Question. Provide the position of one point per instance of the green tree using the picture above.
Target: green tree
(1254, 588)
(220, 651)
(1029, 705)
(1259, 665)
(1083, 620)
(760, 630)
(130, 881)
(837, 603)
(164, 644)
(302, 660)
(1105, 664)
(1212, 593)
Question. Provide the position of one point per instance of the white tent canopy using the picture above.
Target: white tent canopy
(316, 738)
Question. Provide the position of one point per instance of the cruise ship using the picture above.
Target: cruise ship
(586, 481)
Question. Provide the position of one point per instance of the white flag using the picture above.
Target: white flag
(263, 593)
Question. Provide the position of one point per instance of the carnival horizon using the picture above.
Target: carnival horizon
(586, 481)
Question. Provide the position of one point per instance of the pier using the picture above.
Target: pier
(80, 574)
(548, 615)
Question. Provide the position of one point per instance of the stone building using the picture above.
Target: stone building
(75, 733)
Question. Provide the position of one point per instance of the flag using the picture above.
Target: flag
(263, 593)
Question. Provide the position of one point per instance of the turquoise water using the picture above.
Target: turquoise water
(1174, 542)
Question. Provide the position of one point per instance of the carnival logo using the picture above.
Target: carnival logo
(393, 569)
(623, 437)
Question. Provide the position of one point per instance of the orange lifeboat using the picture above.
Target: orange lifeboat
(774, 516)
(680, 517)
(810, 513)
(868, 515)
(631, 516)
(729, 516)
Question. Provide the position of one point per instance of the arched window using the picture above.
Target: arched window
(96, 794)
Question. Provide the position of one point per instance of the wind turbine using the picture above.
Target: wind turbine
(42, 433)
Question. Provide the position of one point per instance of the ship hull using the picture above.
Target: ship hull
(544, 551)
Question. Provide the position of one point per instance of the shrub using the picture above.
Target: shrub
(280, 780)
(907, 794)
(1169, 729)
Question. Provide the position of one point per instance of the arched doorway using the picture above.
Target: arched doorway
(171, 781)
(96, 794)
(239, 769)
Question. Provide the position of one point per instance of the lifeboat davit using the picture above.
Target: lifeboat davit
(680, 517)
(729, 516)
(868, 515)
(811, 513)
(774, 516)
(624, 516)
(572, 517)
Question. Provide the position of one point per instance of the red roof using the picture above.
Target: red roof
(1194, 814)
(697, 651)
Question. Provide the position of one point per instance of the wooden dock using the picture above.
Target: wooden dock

---------------

- _Work task_:
What is wanted is an exact copy of the data.

- _Answer for the task_:
Question. Provide the position of one point per instance of the green tree using the picture above.
Target: green tree
(1254, 588)
(220, 651)
(1029, 705)
(1259, 665)
(1083, 620)
(760, 630)
(130, 881)
(837, 603)
(164, 644)
(302, 660)
(1105, 664)
(1212, 593)
Question. Provide the position of one point per instance of the white tent canopy using the picture above.
Target: white tent canopy
(316, 738)
Question. Provide the position of one point per instance of the cruise ship using the picture above.
Target: cruise ship
(586, 481)
Question. Provide the position of one point per instance of the white flag using the picture above.
Target: white flag
(263, 593)
Question. Provide the position of one point per instance of the carnival horizon using the picture above.
Target: carnival horizon
(586, 481)
Question. Provide the position of one point per instance of the pier using the picture above.
Target: pier
(80, 574)
(548, 615)
Question. Provide the position of one point per instance of the stone building using the picture above.
Target: stone building
(75, 733)
Question. Provide the position of one point per instance of the flag using the picture above.
Target: flag
(263, 593)
Question. Provide the position of one point per instance of the turquoise water using the picture above.
Target: turquoise water
(1174, 542)
Question. Provide the position of one point per instance of the carnival logo using the picture above.
Target: carnival logo
(393, 569)
(623, 437)
Question. Provide the position of one point per instance of the orange lifeboat using the picture above.
Target: orange lifeboat
(774, 516)
(680, 517)
(810, 513)
(868, 515)
(631, 516)
(729, 516)
Question. Provide the position of one point per instance of the arched window using the picture above.
Target: arched window
(96, 794)
Question. Provide the position of one point per instance of the wind turbine using the picture above.
Target: wind turbine
(42, 433)
Question. Provide the position of one point per instance of the ship hull using the picture above.
Target: ship hull
(544, 551)
Question. Provide the position of one point per instance of the shrub using the picture above.
Target: shrub
(280, 780)
(907, 794)
(1169, 729)
Question. Provide the position of one point per instance of the arched doorway using the picture above.
Target: arched doorway
(171, 781)
(96, 794)
(239, 769)
Question. Provide the position of one point per instance of the lifeboat davit using the picture above.
Target: lifeboat davit
(680, 517)
(729, 516)
(868, 515)
(811, 513)
(774, 516)
(624, 516)
(572, 517)
Question. Provide the position of one point per instance of the red roof using the picture above.
Target: red roof
(1194, 814)
(697, 651)
Question. Provide the position of one point per instance of the wooden dock using the picture above.
Target: wooden dock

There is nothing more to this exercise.